__WHAT IS EXPECTED__.
Below is a listing. Quote from it, exactly, the lines from the one containing "Target: black backpack" down to the one containing "task | put a dot on the dark", both ends included, and nothing else.

__MATERIAL SUPPLIED__.
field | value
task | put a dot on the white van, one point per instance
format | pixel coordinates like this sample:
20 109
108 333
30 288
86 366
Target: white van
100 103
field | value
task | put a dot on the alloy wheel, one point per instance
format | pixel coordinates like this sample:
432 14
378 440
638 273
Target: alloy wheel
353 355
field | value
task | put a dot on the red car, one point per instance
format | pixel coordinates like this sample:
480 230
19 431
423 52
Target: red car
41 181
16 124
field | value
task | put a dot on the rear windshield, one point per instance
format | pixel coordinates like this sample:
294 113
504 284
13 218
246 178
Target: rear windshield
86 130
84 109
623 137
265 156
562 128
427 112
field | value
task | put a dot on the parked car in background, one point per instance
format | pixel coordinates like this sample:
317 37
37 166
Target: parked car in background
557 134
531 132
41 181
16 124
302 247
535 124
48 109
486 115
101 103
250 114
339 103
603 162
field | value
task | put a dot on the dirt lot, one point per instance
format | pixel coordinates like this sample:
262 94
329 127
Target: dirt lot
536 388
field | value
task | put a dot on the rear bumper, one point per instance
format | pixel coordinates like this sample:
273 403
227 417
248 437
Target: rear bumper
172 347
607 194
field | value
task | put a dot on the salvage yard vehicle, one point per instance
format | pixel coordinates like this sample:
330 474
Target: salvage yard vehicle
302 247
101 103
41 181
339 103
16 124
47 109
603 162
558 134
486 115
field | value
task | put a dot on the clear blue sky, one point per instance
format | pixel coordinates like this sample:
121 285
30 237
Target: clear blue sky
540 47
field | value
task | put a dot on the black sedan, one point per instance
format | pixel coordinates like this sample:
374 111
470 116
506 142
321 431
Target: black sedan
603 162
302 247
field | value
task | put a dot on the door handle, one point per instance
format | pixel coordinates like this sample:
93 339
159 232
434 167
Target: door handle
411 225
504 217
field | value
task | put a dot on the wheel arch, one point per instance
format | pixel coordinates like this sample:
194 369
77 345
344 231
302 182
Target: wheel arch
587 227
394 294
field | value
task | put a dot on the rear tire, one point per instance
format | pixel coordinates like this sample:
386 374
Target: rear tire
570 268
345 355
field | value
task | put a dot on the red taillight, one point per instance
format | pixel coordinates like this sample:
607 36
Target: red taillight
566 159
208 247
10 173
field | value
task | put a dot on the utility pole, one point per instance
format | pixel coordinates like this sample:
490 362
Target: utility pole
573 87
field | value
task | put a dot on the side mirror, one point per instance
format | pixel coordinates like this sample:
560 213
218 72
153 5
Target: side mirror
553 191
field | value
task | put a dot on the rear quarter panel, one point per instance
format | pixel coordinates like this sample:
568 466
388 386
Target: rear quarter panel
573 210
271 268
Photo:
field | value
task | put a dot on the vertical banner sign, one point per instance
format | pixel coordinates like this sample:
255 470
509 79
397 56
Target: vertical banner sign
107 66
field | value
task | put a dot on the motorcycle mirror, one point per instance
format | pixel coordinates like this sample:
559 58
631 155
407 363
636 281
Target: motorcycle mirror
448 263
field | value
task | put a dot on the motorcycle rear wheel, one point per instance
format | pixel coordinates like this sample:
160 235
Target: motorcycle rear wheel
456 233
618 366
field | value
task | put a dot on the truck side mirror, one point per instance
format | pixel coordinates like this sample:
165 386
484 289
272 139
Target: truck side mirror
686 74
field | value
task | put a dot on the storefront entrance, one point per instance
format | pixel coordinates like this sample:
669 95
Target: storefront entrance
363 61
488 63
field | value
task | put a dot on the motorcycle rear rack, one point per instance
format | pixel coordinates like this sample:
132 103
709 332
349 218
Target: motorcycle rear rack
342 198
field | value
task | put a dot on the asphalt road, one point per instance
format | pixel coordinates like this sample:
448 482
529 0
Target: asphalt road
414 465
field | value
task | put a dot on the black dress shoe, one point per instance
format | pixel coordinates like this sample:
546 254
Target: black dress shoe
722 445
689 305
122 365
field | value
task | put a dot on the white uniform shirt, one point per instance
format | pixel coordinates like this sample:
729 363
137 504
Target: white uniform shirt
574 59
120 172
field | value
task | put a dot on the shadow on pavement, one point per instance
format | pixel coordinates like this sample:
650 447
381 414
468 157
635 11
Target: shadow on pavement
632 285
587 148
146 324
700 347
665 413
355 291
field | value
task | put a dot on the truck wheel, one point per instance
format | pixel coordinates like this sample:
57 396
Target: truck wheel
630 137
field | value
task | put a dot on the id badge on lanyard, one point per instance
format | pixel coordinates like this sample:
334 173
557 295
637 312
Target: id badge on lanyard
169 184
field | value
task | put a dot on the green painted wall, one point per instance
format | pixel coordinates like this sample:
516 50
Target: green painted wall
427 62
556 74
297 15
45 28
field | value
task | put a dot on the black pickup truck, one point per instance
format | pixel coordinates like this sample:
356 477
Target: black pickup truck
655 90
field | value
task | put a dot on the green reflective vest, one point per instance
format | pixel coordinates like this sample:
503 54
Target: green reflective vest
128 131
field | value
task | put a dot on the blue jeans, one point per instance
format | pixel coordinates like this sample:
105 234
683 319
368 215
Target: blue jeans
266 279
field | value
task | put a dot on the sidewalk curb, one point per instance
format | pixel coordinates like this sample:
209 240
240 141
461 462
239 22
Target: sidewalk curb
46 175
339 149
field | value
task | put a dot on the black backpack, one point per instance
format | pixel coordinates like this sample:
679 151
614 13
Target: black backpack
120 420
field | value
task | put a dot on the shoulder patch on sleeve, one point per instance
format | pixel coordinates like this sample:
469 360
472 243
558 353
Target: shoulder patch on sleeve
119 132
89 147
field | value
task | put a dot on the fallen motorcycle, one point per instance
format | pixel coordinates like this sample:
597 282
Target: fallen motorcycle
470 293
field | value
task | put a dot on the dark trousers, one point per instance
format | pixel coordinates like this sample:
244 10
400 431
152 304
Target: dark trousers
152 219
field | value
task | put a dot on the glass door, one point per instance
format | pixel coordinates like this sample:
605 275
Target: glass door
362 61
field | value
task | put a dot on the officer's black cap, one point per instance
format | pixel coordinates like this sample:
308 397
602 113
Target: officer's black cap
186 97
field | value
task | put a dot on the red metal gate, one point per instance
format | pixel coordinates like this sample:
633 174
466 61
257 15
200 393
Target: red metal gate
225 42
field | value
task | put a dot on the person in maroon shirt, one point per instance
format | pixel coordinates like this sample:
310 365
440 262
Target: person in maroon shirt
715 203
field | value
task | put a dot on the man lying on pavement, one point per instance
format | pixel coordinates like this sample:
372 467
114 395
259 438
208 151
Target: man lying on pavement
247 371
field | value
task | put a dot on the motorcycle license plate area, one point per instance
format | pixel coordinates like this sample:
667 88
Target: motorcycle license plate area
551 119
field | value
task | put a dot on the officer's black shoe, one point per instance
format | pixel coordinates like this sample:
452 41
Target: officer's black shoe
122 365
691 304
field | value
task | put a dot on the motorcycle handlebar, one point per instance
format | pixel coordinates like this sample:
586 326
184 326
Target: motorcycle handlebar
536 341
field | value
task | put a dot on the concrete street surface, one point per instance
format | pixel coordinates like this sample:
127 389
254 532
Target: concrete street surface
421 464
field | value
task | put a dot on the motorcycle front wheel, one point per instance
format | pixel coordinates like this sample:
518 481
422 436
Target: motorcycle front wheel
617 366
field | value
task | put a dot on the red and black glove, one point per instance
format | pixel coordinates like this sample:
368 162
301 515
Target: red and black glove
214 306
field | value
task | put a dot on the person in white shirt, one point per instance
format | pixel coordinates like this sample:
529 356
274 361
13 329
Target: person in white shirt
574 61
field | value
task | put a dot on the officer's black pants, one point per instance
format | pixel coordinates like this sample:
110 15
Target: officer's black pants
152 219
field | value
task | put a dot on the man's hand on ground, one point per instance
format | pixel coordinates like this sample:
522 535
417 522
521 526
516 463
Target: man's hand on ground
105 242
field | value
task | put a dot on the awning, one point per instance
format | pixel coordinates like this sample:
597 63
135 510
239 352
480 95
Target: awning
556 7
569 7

__EXERCISE ANSWER__.
Target: black backpack
120 420
field | value
task | put a dot on the shoulder patch on sleeve, one point per instance
format | pixel coordinates like this sample:
469 360
472 243
558 353
Target: shoulder patch on sleeve
119 132
89 147
field | value
task | put a dot on the fallen motorcycle, one point per instance
format | pixel coordinates like this sample:
597 282
Target: fallen motorcycle
470 293
field | value
task | put a dot on the dark trousers, one point per instance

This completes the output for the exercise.